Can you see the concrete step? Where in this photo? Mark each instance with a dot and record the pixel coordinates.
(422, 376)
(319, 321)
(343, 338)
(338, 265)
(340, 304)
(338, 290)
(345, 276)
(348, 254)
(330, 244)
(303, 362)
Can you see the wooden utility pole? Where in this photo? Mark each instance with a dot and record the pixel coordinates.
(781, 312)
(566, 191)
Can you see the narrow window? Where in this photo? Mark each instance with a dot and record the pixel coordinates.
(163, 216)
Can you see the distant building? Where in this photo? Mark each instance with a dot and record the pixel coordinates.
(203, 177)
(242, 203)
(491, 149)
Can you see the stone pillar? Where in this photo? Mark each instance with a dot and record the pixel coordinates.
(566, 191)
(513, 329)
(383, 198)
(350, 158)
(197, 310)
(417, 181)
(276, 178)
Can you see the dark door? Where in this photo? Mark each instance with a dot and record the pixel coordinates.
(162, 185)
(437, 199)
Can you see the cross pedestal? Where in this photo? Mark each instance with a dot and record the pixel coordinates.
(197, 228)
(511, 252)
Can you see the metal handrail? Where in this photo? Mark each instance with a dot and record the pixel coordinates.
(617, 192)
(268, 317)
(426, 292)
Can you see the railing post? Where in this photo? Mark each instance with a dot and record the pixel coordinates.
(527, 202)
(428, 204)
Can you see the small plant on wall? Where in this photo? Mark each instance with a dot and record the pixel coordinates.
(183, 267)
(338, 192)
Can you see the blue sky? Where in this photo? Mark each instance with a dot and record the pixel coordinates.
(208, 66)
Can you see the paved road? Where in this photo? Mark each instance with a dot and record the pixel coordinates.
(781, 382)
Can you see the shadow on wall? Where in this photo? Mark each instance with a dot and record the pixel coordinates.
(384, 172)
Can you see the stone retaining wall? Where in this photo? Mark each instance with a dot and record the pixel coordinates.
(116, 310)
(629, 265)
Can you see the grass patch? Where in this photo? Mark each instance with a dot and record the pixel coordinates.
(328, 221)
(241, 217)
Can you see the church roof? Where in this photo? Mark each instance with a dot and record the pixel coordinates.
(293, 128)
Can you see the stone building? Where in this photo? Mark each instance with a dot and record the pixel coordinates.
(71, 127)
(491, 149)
---
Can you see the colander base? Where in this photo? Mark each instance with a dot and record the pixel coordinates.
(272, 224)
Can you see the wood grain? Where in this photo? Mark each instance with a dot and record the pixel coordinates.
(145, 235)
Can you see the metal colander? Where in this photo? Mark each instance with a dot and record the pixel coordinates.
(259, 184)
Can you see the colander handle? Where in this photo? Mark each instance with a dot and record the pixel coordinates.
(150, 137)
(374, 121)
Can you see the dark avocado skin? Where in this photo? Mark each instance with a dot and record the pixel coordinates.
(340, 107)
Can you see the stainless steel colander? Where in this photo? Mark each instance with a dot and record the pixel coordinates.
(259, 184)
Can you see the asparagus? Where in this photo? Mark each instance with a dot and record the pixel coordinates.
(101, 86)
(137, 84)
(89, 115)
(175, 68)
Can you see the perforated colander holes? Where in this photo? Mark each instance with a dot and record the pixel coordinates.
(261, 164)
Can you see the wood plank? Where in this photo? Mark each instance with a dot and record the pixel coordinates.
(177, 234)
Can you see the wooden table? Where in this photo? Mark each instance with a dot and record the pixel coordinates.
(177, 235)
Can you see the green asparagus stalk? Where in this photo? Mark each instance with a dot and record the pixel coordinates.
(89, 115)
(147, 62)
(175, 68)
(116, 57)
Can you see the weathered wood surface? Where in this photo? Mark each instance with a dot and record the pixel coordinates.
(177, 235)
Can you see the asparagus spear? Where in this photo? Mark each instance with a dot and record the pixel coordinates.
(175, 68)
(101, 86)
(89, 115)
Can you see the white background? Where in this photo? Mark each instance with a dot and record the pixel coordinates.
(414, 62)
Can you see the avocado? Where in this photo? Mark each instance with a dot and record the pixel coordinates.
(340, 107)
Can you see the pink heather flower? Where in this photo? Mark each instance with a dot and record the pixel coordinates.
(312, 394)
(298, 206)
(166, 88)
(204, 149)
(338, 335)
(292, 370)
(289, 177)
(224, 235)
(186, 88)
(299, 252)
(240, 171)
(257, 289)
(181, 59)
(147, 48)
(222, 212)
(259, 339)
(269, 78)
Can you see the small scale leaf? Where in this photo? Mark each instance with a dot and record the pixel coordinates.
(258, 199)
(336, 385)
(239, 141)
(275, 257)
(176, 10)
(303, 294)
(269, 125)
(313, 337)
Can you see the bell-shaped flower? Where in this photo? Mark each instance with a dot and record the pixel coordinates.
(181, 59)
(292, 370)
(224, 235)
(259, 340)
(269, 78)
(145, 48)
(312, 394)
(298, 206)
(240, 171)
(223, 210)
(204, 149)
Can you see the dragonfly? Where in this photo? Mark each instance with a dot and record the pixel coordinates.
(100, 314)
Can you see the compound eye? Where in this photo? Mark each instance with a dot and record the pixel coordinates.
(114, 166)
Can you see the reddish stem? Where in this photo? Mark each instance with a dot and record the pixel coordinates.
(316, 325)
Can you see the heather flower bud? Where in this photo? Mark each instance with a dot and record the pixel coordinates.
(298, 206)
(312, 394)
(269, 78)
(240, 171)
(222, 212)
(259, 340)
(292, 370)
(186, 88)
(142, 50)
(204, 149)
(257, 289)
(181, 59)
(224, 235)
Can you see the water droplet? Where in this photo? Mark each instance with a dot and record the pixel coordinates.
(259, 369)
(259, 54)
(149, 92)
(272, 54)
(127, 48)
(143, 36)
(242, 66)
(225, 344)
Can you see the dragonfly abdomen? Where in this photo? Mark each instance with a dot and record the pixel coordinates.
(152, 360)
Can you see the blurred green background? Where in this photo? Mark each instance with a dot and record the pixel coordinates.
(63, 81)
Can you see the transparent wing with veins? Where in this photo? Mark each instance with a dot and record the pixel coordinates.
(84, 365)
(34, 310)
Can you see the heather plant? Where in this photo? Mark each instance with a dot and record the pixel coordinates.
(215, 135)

EXERCISE: Locate each line in the records above that contains the string "building", and copy those lines out in full.

FINAL RESULT:
Can you see the distant building? Where in this photo? Mark each instance with a dot and record the pixel coordinates.
Can you see the stone building? Where in this photo? Mark each instance with a dot and record the pixel coordinates.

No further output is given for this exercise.